WHAT TO DO = Extract all of the entries and give them again, word for word.

***** RECORDS FOR THE EXERCISE

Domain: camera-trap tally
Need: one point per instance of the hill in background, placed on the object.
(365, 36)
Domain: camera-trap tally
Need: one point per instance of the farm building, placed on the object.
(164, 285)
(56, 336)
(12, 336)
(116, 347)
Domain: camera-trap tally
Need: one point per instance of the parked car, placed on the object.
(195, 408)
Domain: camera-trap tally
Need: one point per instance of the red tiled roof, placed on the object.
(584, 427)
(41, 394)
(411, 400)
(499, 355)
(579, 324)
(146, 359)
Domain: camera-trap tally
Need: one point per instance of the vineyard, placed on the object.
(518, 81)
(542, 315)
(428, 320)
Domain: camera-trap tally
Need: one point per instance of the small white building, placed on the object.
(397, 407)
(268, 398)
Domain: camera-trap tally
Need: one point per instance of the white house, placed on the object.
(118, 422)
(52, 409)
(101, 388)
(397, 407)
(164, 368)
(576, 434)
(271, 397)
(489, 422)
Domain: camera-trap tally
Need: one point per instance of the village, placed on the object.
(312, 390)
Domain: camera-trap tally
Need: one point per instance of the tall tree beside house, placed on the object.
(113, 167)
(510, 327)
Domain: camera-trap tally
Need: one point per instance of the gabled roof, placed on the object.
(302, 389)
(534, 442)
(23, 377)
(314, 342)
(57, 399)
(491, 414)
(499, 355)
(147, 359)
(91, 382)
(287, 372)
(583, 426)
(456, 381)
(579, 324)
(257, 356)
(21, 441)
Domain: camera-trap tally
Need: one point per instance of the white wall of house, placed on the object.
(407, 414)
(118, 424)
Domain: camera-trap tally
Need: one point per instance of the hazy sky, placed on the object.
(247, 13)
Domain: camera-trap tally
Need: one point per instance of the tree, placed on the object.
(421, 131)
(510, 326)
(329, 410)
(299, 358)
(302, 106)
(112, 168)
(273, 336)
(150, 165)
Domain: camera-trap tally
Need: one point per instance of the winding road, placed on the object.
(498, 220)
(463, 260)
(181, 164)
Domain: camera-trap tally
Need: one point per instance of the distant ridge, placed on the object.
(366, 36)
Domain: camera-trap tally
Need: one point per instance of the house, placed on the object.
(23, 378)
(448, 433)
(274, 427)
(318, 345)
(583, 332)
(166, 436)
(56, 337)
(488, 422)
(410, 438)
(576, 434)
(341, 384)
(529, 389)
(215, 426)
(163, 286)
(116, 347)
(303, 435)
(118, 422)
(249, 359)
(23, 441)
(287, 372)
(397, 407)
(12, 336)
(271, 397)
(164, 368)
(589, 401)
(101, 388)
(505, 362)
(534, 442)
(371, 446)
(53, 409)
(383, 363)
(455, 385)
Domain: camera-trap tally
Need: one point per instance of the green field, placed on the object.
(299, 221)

**********

RESULT OF THE TASK =
Domain: camera-trap tally
Need: one point per instance of the hill in background, placed on the object.
(365, 36)
Domain: camera-trap tally
Need: one point per instance of the farm building, placed on the object.
(164, 285)
(56, 336)
(12, 336)
(116, 347)
Domain: camera-trap tally
Need: one point per instance of the parked car, placed on the object.
(195, 408)
Domain: camera-trap tally
Need: one point per instance of the red tiled roof, placed on the object.
(584, 427)
(41, 394)
(411, 400)
(499, 355)
(579, 324)
(146, 359)
Domain: camera-trap tally
Need: one point per instance of the vineyard, placed on the object.
(518, 81)
(542, 315)
(428, 320)
Domain: camera-trap tally
Need: one point per instance of the small white building, placed on the object.
(397, 407)
(268, 398)
Domain: camera-trap tally
Need: one point per instance of the white house, placed on the object.
(118, 422)
(52, 409)
(101, 388)
(397, 407)
(164, 368)
(576, 434)
(271, 397)
(489, 422)
Domain: camera-trap tally
Need: one point per instance of the village, placed on the object.
(312, 390)
Domain: camera-trap tally
Need: one point per instance of the tall tree beside house, placed on the object.
(113, 167)
(510, 327)
Domain: camera-trap tally
Need: one point per instance of the gabled roof, placed on the object.
(302, 389)
(534, 442)
(23, 377)
(314, 342)
(57, 399)
(491, 414)
(499, 355)
(147, 359)
(91, 382)
(287, 372)
(583, 426)
(456, 381)
(579, 324)
(257, 356)
(21, 441)
Domain: camera-trap tally
Need: one point per instance of the white wall of house, placed on the object.
(407, 414)
(118, 424)
Domain: camera-trap tally
Need: one point per instance of the hazy sky, placed on the object.
(247, 13)
Domain: camera-trap tally
Need: one point per instance of the tree, placed on the object.
(421, 131)
(510, 326)
(329, 410)
(299, 358)
(302, 106)
(112, 168)
(273, 336)
(150, 165)
Domain: camera-trap tally
Need: one point per instance of the winding road, placed on the object.
(498, 220)
(463, 260)
(181, 164)
Domain: camera-trap tally
Need: one point per instance of the distant ridge, placed on the object.
(366, 36)
Domain: camera-trap tally
Need: one point per instance of the house, placed on the object.
(23, 378)
(448, 433)
(274, 427)
(318, 345)
(583, 332)
(166, 436)
(56, 337)
(488, 422)
(410, 438)
(576, 434)
(341, 384)
(529, 389)
(215, 426)
(163, 286)
(116, 347)
(303, 435)
(118, 422)
(249, 359)
(23, 441)
(287, 372)
(397, 407)
(12, 336)
(271, 397)
(164, 368)
(589, 401)
(101, 388)
(505, 362)
(534, 442)
(371, 446)
(53, 409)
(383, 363)
(455, 385)
Domain: camera-trap tally
Need: one point per instance of the green field, placed on the object.
(299, 221)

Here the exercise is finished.